Aufgabe 1: Seit welchem Datum war der Kläger laut dem Urteilsauszug bei der Beklagten beschäftigt?
Aufgabe 2: Geben Sie den Urteilsauszug beginnend bei "Gericht: Landesarbeitsgericht Düsseldorf" und endend bei "Widerspruchrechts führen kann." wieder, wobei Sie "Abwicklungsvereinbarung" durch "Aufhebungsvereinbarung" ersetzen.
Aufgabe 3: Fassen Sie den Absatz des Urteilsauszugs, der mit "Er war nach dem übereinstimmenden Vorbringen" beginnt, in Stichpunkten zusammen und behalten Sie dabei die wesentlichen Fakten bei.

Auszug:
Gericht: Landesarbeitsgericht Düsseldorf
Urteil verkündet am 27.05.2009
Aktenzeichen: 7 Sa 726/08
Rechtsgebiete: BGB, ArbGG


Vorschriften:

BGB § 613 a
BGB § 613 a Abs. 1 S. 1
BGB § 613 a Abs. 5
BGB § 613 a Abs. 6
ArbGG § 72 Abs. 2 Nr. 1
Schließt ein Arbeitnehmer mit dem Betriebserwerber nach Ausspruch einer betriebsbedingten Kündigung eine Abwicklungsvereinbarung, kann darin ein Umstandsmoment gesehen werden, das im Zusammenspiel mit dem Zeitmoment zur Verwirkung des Widerspruchrechts führen kann.
Tenor:

I. Auf die Berufung der Beklagten wird das Urteil des Arbeitsgerichts Solingen vom 18.03.2008 - 2 Ca 2037/07 lev - abgeändert:

Die Klage wird abgewiesen.

II. Die Kosten des Rechtsstreits hat der Kläger zu tragen.

III. Die Revision wird zugelassen.

Tatbestand:

Mit seiner am 29.11.2007 beim Arbeitsgericht Solingen eingegangenen Klage macht der Kläger gegen die Beklagte Vergütungsansprüche aus Annahmeverzug gelten. Es handelt sich hierbei um ein Folgeverfahren.

Der am 25.05.1950 geborene Kläger war seit dem 01.04.1968 bei der Beklagten beschäftigt.

Er war nach dem übereinstimmenden Vorbringen der Parteien dem selbständigen Geschäftsbereich Consumer Imaging (CI) zugeordnet, der insbesondere die Geschäftsfelder Film, Finishing und Laborgeräte umfasste. Da dieser Geschäftsbereich seit mehreren Jahren einen massiven Umsatzrückgang zu verzeichnen hatte, hat die Beklagte zur Kostenreduzierung Personalabbaumaßnahmen durchgeführt. Dazu gehörte unter anderem auch der Abschluss von Vorruhestandsverträgen oder Altersteilzeitvereinbarungen, in denen den jeweiligen Arbeitnehmern zum Teil erhebliche finanzielle Leistungen zugesagt wurden.

Unter dem Datum vom 23.09.2004 erstellte die Beklagte für den Kläger eine Frühruhestandsberechnung.

Mit Schreiben vom 22.10.2004 unterrichtete die Beklagte den Kläger über den zum 01.11.2004 geplanten Betriebsteilübergang des Geschäftsbereichs CI auf die B. Photo GmbH. Wie das Bundesarbeitsgericht mittlerweile in einer Vielzahl von Verfahren festgestellt hat, war die Unterrichtung fehlerhaft.

Quellenmaterial:
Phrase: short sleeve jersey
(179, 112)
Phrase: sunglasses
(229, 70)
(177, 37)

Lösung 1: Seit dem 01.04.1968.

Lösung 2:
Gericht: Landesarbeitsgericht Düsseldorf
Urteil verkündet am 27.05.2009
Aktenzeichen: 7 Sa 726/08
Rechtsgebiete: BGB, ArbGG


Vorschriften:

BGB § 613 a
BGB § 613 a Abs. 1 S. 1
BGB § 613 a Abs. 5
BGB § 613 a Abs. 6
ArbGG § 72 Abs. 2 Nr. 1
Schließt ein Arbeitnehmer mit dem Betriebserwerber nach Ausspruch einer betriebsbedingten Kündigung eine Aufhebungsvereinbarung, kann darin ein Umstandsmoment gesehen werden, das im Zusammenspiel mit dem Zeitmoment zur Verwirkung des Widerspruchrechts führen kann.

Lösung 3:
- Der Kläger war dem selbständigen Geschäftsbereich Consumer Imaging (CI) zugeordnet.
- Dieser umfasste insbesondere die Geschäftsfelder Film, Finishing und Laborgeräte.
- Wegen eines seit mehreren Jahren massiven Umsatzrückgangs führte die Beklagte zur Kostenreduzierung Personalabbaumaßnahmen durch.
- Dazu gehörten unter anderem Vorruhestandsverträge und Altersteilzeitvereinbarungen mit zum Teil erheblichen finanziellen Leistungen für die Arbeitnehmer.